Count how many lines in the entries below contain the word "speckled" and give only that number.
━━ The input ━━
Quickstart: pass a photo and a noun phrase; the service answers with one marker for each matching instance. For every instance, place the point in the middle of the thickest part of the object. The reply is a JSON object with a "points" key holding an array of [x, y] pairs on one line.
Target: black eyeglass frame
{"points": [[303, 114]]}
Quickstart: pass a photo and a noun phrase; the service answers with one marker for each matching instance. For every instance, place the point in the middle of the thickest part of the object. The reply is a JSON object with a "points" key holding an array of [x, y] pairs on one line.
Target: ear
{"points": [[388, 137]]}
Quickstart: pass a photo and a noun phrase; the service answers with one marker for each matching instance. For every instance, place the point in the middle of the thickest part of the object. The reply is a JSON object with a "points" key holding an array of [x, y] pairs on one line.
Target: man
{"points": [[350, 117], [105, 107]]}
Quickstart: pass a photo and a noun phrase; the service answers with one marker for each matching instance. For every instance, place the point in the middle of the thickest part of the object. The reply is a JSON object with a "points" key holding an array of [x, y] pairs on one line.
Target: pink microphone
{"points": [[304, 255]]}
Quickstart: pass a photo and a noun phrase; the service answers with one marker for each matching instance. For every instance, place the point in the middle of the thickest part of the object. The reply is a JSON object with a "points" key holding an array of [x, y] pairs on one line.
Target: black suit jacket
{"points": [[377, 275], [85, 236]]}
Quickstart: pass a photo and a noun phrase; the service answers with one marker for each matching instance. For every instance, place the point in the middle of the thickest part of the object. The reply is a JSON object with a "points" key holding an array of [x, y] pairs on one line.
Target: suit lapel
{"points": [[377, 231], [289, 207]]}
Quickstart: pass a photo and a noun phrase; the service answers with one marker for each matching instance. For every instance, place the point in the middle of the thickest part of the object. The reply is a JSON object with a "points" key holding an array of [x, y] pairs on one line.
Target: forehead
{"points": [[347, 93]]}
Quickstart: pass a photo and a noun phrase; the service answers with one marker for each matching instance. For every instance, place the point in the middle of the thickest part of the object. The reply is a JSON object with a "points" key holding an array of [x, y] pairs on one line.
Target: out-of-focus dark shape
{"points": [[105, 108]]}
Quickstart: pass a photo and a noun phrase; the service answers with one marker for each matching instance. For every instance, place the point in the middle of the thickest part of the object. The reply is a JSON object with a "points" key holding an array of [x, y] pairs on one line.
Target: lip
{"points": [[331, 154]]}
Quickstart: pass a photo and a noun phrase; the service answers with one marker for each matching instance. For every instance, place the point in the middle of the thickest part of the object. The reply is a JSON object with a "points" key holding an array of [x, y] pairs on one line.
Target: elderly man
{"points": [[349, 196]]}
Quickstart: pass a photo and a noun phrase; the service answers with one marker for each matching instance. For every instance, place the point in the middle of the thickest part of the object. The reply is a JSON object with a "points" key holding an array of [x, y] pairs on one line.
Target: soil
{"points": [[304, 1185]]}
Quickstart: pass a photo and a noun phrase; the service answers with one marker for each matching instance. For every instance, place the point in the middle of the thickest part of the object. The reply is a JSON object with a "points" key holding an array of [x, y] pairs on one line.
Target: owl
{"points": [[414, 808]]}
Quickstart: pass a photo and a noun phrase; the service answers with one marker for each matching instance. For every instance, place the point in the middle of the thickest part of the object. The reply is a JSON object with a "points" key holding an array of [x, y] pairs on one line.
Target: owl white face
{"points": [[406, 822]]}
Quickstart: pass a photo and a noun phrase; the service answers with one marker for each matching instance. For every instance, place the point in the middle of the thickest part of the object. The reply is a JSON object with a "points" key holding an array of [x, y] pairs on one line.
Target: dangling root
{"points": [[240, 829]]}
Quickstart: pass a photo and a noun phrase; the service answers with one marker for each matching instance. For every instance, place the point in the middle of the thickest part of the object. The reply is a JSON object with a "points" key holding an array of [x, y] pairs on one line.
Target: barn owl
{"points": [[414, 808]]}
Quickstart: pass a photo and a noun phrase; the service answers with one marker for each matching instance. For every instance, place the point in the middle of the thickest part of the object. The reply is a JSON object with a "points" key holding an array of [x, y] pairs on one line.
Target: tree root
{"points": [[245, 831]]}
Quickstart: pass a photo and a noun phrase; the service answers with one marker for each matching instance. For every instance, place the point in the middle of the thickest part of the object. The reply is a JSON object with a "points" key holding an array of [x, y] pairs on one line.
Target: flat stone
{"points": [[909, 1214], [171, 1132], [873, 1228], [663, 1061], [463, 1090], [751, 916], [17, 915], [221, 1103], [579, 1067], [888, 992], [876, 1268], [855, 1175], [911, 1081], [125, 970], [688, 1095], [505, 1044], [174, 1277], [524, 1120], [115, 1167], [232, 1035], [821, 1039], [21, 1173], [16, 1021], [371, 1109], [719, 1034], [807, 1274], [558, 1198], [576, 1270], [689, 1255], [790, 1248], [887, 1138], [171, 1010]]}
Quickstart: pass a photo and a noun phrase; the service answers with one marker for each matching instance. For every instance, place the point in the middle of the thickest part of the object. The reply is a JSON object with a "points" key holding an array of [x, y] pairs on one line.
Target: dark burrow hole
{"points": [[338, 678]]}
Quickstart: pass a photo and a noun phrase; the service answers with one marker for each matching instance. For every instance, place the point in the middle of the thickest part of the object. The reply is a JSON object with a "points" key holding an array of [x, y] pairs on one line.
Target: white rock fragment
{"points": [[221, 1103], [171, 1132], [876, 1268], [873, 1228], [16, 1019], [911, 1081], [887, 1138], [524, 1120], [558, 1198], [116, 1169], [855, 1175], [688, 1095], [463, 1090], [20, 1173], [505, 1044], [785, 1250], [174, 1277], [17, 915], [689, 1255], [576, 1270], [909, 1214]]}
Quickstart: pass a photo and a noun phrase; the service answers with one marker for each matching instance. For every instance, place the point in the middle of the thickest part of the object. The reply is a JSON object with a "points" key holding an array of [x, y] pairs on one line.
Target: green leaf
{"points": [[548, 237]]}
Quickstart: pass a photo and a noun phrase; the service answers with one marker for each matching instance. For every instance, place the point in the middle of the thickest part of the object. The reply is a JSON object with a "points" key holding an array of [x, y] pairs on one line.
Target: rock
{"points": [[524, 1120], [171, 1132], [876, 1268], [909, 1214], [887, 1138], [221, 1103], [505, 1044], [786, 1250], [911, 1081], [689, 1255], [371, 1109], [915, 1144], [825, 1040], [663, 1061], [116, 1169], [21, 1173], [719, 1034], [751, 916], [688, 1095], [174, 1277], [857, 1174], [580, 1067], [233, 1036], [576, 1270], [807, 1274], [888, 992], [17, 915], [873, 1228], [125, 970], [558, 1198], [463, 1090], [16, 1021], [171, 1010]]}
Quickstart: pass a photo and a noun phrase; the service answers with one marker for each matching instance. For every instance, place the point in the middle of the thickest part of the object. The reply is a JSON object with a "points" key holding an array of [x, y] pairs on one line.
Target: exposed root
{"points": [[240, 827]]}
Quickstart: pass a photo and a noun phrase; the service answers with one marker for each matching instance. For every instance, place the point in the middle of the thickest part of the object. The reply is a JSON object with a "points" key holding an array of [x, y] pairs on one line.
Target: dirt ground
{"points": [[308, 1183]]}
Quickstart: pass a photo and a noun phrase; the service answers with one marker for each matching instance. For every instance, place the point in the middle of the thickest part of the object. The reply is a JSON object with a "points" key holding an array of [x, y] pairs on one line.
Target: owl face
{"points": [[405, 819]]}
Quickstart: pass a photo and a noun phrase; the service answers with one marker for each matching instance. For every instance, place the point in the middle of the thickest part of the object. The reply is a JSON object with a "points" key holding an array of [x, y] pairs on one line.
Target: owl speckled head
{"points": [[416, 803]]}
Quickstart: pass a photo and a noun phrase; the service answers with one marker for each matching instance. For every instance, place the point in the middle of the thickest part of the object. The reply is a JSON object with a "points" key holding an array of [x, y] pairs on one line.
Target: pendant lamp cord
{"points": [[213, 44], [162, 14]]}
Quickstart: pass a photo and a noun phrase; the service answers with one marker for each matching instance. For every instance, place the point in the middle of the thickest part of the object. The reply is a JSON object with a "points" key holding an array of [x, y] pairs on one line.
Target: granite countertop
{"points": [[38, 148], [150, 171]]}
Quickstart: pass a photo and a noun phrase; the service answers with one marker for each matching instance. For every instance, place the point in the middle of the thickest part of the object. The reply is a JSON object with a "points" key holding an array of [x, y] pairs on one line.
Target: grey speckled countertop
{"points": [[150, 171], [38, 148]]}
━━━
Answer to the task | 2